Work required: Can you print every record below exactly as written?

○ ○ ○ ○ ○ ○ ○

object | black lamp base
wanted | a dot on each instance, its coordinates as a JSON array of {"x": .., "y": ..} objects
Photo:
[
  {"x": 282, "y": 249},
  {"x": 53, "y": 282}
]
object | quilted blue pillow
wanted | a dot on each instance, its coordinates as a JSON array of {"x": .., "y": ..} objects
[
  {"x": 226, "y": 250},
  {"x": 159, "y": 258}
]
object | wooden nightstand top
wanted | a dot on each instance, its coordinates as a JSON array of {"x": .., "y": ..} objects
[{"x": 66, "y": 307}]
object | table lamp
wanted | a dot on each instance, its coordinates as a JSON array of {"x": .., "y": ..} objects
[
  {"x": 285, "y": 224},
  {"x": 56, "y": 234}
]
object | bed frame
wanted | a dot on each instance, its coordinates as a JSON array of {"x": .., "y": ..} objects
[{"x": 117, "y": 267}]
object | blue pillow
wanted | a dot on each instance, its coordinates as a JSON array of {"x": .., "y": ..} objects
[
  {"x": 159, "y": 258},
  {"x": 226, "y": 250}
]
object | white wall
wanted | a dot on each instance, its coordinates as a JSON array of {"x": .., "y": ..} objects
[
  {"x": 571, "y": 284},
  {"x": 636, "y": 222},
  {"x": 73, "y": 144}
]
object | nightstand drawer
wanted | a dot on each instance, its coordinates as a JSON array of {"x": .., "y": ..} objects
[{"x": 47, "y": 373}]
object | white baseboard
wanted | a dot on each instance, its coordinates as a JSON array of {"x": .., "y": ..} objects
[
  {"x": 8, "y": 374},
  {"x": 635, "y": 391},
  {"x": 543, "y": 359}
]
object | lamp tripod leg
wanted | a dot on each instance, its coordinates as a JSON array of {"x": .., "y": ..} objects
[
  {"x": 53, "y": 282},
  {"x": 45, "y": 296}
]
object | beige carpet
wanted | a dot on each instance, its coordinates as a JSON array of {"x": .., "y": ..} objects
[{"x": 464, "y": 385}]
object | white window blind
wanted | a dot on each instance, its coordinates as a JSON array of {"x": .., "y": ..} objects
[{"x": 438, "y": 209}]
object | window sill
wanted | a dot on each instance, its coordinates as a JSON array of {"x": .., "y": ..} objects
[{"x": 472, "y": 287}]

○ ○ ○ ○ ○ ○ ○

Written reply:
object | black lamp base
wanted | a dot on each instance, its coordinates as a JSON array of {"x": .., "y": ..} objects
Photo:
[
  {"x": 282, "y": 249},
  {"x": 53, "y": 282}
]
object | quilted blue pillow
wanted | a dot on each instance, its coordinates as a JSON array of {"x": .., "y": ..} objects
[
  {"x": 226, "y": 250},
  {"x": 159, "y": 258}
]
object | wooden nightstand top
wanted | a dot on each instance, its coordinates as a JSON array of {"x": .., "y": ..} objects
[{"x": 66, "y": 307}]
object | table lamp
wanted | a dot on each instance, its coordinates as a JSON array of {"x": .., "y": ..} objects
[
  {"x": 285, "y": 224},
  {"x": 56, "y": 234}
]
object | bed frame
wanted | a dot on each instance, its coordinates as a JSON array of {"x": .., "y": ..} objects
[{"x": 117, "y": 267}]
object | blue pillow
wanted | a dot on each instance, its coordinates as a JSON array of {"x": .., "y": ..} objects
[
  {"x": 159, "y": 258},
  {"x": 226, "y": 250}
]
object | white wall
wanted | a dot on each instance, its coordinates as a JSON array of {"x": .., "y": ..} objects
[
  {"x": 571, "y": 284},
  {"x": 636, "y": 222},
  {"x": 73, "y": 144}
]
object | nightstand drawer
wanted | a dot on each instance, its coordinates as a JSON array of {"x": .., "y": ..} objects
[{"x": 47, "y": 373}]
object | white baseboard
wanted | a dot on each instance, its coordinates as a JSON array of {"x": .., "y": ..} objects
[
  {"x": 8, "y": 374},
  {"x": 635, "y": 391},
  {"x": 543, "y": 359}
]
object | lamp tripod leg
wanted | a dot on each instance, its coordinates as a JSON array of {"x": .., "y": ..} objects
[
  {"x": 53, "y": 282},
  {"x": 45, "y": 296}
]
object | beige carpet
wanted | a dot on each instance, its coordinates as a JSON array of {"x": .., "y": ..} objects
[{"x": 464, "y": 385}]
object | white window blind
wanted | a dot on each instance, its coordinates as a JSON array of {"x": .., "y": ..} objects
[{"x": 438, "y": 209}]
object | window sill
wanted | a dot on each instance, its coordinates as a JSON array of {"x": .., "y": ..} objects
[{"x": 472, "y": 287}]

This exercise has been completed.